[Stored entries]
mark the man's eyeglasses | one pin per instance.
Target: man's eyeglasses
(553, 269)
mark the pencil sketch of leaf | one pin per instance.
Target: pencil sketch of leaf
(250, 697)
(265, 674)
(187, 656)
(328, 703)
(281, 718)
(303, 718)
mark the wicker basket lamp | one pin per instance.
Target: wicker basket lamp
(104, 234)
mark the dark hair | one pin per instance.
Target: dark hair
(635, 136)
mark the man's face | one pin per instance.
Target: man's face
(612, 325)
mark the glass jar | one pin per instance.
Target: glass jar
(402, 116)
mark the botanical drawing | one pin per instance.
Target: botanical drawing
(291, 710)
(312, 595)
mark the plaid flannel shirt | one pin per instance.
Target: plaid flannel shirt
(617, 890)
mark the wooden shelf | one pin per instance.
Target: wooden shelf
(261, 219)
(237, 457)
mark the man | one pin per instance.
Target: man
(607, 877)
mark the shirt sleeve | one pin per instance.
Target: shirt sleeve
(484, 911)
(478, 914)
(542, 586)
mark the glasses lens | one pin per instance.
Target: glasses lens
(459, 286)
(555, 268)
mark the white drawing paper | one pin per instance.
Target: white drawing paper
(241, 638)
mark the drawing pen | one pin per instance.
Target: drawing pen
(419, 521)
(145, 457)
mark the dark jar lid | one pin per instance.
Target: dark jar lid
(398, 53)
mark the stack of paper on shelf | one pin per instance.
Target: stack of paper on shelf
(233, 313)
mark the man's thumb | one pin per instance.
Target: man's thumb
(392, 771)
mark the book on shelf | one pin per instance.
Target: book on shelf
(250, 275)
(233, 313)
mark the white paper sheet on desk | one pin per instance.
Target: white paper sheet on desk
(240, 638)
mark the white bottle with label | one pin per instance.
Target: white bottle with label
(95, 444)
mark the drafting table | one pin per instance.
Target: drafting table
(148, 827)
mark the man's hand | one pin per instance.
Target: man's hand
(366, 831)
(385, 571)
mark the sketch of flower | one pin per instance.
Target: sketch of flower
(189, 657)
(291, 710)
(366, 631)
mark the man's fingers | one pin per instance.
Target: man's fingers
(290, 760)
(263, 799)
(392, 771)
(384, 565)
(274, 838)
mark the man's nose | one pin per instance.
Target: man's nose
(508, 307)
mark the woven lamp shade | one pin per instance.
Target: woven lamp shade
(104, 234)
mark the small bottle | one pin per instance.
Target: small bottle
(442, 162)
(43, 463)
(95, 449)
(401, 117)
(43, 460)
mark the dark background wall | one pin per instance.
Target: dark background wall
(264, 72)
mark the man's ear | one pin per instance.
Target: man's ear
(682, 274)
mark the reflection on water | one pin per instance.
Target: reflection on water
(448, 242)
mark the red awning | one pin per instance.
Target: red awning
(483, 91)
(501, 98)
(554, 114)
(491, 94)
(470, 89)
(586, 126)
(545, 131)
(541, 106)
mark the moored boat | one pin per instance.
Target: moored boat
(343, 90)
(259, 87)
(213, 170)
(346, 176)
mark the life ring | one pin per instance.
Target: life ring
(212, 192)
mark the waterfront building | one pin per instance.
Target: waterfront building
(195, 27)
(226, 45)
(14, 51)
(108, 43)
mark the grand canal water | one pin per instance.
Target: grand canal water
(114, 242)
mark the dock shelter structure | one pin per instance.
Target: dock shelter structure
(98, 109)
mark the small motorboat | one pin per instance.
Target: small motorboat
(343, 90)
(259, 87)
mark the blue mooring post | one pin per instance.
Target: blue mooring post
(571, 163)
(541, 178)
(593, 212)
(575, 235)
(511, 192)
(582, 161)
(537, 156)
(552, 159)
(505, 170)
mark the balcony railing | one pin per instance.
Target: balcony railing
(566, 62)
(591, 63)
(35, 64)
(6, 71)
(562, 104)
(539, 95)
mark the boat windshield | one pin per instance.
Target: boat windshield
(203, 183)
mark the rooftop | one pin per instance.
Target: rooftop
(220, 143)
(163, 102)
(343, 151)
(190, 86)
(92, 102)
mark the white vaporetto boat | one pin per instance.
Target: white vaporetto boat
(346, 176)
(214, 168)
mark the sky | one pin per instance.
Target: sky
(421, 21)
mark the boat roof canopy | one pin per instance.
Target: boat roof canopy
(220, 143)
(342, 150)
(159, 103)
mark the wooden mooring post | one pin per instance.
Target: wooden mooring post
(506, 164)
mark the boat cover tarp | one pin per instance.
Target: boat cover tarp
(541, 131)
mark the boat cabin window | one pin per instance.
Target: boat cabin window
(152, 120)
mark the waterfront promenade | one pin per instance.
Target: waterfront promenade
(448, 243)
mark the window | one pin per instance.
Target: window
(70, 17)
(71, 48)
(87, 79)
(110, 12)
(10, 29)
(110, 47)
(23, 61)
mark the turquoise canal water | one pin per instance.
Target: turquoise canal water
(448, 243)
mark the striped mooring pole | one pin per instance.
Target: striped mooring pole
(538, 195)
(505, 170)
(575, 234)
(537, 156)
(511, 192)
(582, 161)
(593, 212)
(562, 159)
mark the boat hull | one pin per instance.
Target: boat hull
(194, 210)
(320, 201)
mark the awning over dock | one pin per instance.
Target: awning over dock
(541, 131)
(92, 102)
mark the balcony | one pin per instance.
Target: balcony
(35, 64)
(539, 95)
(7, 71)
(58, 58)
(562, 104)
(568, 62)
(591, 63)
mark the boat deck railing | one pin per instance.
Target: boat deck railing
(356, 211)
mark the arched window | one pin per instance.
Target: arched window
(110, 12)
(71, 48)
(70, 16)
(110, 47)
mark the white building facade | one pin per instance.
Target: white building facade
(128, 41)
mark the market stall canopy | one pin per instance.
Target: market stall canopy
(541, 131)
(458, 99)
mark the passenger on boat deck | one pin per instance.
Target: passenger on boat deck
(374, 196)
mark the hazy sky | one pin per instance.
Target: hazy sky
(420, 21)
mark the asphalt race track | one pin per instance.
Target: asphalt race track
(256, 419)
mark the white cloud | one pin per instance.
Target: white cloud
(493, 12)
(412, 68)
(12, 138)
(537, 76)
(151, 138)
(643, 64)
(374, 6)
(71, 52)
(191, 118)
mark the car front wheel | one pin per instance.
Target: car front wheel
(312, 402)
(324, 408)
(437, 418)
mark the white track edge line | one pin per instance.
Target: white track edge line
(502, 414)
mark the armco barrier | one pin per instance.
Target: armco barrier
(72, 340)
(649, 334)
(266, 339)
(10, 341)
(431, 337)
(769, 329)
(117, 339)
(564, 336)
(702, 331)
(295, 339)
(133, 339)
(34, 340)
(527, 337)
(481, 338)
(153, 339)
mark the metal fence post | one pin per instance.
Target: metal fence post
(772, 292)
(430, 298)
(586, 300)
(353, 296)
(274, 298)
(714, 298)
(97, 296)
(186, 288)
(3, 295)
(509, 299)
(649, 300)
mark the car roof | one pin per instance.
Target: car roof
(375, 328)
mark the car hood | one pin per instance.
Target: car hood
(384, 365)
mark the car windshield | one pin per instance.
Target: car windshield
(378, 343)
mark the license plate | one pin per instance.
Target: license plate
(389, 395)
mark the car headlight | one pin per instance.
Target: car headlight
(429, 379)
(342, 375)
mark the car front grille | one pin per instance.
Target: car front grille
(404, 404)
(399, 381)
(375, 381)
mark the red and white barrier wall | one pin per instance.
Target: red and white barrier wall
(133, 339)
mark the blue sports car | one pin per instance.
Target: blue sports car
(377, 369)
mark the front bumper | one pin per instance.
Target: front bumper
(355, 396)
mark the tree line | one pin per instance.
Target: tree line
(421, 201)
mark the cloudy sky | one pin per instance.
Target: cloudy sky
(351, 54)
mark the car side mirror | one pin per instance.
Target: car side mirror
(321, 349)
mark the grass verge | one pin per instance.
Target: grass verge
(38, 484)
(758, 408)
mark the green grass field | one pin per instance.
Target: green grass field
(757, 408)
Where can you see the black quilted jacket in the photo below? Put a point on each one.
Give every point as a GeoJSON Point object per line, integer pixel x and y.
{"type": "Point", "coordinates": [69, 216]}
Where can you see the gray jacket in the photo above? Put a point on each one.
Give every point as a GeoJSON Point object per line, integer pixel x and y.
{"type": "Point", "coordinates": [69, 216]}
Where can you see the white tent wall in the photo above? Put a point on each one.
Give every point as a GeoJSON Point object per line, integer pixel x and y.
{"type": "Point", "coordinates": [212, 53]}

> [Work to complete]
For this exercise, repeat exactly the lines of the data above from the one with "mark the boat cover" down to the one with "mark the turquoise", both end lines included.

> [Your response]
mark the boat cover tarp | one pin per instance.
Target: boat cover tarp
(541, 131)
mark the boat cabin window | one pin per instance.
Target: boat cabin window
(152, 120)
mark the waterfront promenade | one pin per instance.
Target: waterfront promenade
(448, 243)
mark the window | one pin per instance.
Target: window
(70, 17)
(71, 48)
(87, 79)
(110, 12)
(10, 29)
(110, 47)
(23, 61)
mark the turquoise canal water | one pin per instance.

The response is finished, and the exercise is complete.